■ **THE TASK**
List every line of the items below that contains the string "wall", copying each one in full.

===

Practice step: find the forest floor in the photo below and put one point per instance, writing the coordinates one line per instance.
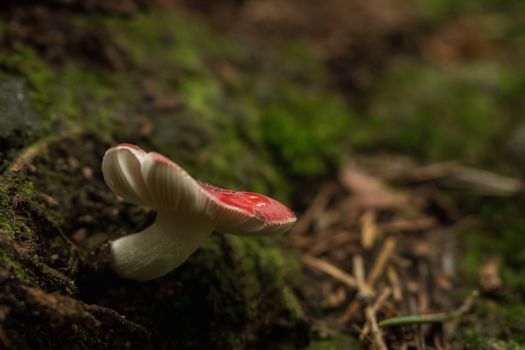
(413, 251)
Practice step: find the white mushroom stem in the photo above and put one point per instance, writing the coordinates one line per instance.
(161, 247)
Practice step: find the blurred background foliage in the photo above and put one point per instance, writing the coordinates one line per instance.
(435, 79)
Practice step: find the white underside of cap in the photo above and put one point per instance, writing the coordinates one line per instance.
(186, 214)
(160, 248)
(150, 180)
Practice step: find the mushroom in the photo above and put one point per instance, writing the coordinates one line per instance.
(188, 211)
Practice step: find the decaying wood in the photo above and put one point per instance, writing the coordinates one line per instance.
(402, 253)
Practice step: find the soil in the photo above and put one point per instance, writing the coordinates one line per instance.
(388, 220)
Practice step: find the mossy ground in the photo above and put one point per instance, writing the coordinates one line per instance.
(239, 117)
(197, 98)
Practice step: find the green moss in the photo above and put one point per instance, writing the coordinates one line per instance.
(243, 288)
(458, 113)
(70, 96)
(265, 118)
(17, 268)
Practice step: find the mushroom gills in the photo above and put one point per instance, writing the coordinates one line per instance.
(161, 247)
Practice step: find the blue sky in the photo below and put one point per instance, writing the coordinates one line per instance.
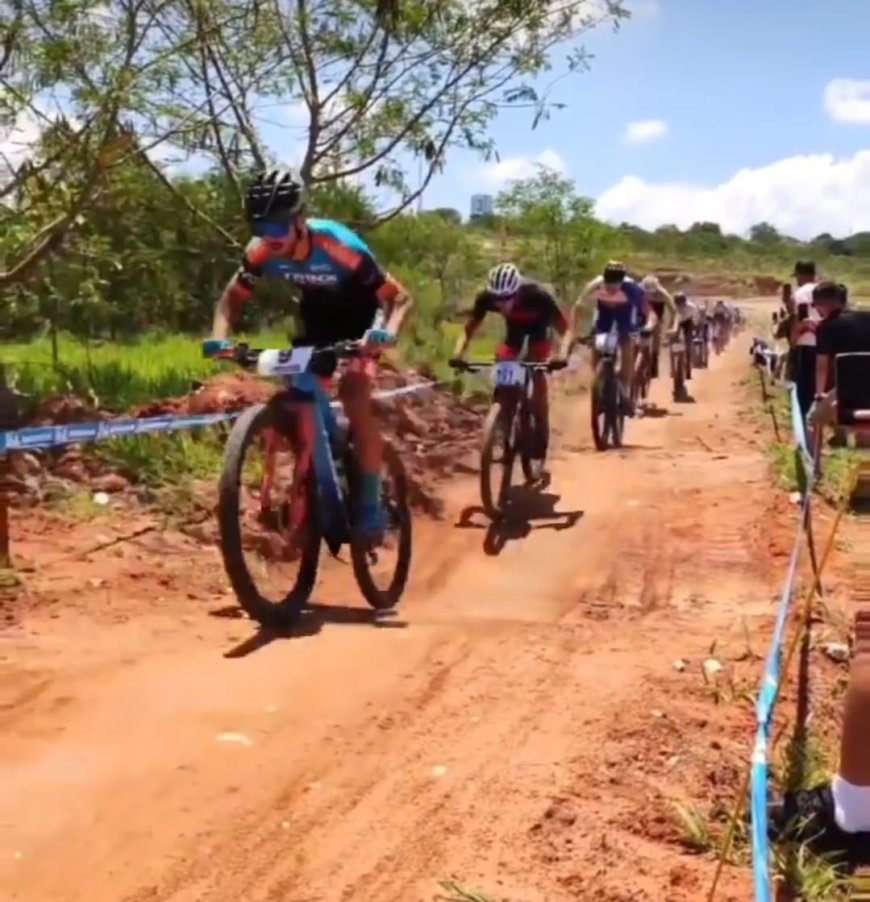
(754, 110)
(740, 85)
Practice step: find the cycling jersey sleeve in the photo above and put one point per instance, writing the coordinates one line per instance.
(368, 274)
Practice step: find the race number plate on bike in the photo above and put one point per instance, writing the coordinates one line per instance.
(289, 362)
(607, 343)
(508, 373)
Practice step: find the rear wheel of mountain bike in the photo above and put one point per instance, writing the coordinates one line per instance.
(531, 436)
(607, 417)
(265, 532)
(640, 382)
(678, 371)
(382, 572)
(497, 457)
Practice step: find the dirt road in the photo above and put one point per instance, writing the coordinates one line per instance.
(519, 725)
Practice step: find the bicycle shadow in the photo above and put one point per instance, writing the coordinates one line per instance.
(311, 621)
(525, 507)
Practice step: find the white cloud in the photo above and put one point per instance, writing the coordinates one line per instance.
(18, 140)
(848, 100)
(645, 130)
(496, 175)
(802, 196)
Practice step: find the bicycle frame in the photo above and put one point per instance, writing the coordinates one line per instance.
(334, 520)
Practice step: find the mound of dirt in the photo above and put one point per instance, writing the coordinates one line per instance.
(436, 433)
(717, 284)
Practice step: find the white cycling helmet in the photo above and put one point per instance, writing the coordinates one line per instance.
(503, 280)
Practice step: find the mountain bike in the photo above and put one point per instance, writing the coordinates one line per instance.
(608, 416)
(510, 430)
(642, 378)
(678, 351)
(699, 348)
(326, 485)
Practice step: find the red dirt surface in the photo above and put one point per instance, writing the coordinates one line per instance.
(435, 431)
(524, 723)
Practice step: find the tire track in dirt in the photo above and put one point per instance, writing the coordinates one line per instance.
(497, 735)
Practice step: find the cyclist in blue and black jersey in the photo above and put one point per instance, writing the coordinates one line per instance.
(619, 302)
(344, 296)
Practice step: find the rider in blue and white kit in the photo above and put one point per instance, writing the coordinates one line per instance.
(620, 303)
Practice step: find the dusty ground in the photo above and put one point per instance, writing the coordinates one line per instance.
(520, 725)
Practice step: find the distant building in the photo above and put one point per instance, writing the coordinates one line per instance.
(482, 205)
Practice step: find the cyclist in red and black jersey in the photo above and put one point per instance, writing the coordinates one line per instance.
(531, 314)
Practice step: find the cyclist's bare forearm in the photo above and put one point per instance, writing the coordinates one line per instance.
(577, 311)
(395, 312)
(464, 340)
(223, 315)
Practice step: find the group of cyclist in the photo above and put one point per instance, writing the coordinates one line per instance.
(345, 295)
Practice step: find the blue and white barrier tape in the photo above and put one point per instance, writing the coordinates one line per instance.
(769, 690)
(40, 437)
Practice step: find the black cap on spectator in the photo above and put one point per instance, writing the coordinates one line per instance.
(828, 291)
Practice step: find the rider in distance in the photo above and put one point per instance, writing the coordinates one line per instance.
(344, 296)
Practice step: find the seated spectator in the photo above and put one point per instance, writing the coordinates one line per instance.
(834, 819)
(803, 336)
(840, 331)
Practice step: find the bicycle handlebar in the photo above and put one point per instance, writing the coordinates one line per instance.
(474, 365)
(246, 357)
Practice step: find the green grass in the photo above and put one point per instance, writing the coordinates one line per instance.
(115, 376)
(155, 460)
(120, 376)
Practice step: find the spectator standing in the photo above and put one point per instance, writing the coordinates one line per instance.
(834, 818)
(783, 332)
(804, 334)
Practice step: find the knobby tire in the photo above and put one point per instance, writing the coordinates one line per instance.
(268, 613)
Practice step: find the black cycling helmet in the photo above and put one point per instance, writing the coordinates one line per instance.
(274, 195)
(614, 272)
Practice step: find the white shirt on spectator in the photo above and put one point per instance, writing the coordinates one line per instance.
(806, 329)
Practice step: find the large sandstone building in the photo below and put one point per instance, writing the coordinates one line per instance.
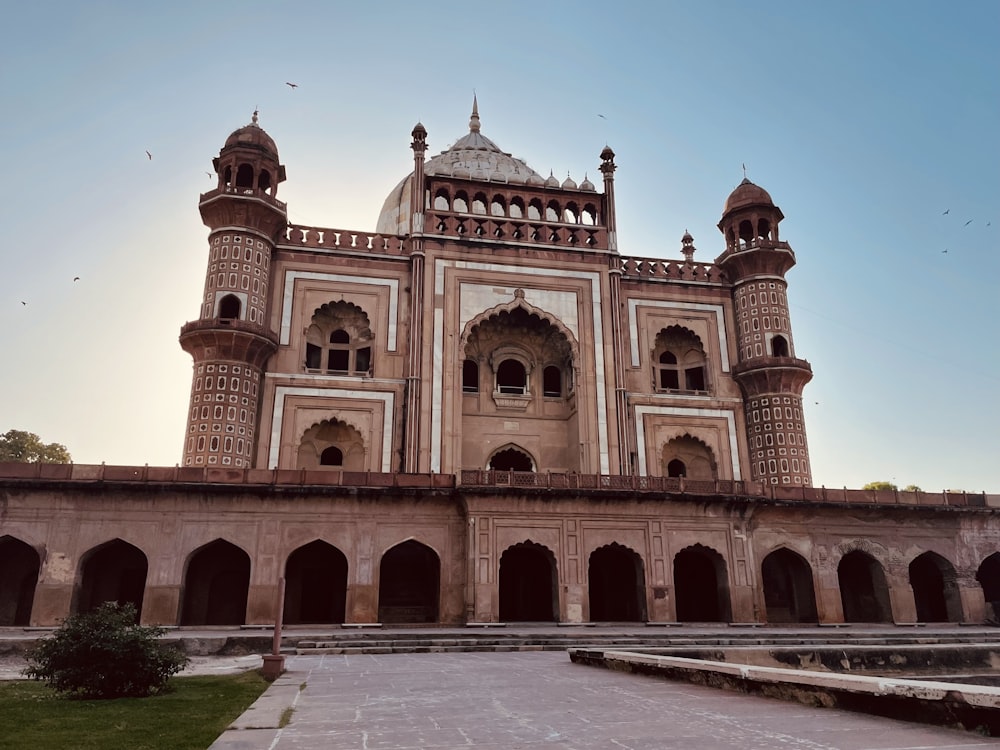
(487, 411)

===

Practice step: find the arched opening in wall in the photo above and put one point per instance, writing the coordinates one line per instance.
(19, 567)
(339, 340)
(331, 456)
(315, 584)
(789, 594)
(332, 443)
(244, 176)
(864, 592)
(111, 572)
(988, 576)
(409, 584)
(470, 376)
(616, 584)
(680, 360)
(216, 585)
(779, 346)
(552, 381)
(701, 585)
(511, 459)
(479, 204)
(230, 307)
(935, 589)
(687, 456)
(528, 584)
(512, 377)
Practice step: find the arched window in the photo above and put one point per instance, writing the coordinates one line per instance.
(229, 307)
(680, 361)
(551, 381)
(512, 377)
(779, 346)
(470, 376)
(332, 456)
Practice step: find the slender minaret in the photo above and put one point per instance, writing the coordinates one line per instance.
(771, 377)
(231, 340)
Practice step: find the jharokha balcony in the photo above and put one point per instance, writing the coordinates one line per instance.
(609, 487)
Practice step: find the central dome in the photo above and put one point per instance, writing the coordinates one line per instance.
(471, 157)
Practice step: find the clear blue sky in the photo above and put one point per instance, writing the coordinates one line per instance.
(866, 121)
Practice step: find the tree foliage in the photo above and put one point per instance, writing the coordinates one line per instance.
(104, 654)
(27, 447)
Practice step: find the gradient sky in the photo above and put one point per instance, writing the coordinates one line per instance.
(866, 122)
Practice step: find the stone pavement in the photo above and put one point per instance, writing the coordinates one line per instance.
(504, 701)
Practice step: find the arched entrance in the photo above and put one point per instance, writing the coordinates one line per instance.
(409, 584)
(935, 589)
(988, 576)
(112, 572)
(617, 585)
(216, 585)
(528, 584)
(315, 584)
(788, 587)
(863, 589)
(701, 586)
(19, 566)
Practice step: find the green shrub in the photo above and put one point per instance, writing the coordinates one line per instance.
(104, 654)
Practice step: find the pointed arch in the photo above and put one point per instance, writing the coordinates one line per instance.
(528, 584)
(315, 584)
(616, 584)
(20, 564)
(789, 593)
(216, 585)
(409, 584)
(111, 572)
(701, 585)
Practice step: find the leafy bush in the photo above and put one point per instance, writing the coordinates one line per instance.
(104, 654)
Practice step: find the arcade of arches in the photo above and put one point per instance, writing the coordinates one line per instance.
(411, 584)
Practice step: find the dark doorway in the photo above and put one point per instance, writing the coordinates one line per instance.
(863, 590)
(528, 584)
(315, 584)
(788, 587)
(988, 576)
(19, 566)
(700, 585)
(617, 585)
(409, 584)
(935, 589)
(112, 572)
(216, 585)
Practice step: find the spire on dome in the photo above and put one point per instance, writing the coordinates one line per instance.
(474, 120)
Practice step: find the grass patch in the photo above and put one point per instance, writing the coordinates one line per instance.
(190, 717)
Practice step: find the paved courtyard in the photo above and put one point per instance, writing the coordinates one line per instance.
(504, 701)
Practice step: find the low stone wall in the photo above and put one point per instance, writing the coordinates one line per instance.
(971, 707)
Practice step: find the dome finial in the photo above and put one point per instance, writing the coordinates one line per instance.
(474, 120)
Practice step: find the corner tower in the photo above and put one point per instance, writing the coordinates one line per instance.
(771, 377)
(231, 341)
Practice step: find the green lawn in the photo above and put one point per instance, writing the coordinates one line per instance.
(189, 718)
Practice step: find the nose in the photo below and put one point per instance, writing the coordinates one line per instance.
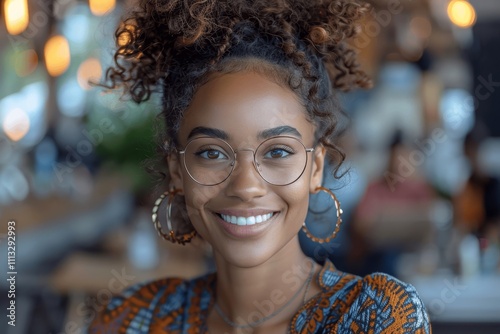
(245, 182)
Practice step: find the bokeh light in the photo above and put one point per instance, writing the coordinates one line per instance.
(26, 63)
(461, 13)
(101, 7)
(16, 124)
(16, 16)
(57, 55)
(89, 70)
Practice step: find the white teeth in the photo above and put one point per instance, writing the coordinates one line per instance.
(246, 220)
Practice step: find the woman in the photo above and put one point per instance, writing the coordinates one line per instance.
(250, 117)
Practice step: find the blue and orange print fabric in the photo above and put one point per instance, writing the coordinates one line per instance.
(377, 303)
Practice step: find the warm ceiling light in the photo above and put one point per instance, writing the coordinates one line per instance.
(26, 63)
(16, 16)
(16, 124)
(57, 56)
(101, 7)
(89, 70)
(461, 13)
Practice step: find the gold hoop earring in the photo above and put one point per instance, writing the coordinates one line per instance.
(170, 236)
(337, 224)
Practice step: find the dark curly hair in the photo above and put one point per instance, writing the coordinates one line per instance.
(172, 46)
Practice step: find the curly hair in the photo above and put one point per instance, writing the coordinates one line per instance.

===

■ **SOLUTION**
Practice step: find the arched opening in wall in the photo above and put one point per instance, writing the coordinates one line per instance.
Practice step: find the low stone wall in the photo above and put one point per instance, writing the coordinates one line per instance.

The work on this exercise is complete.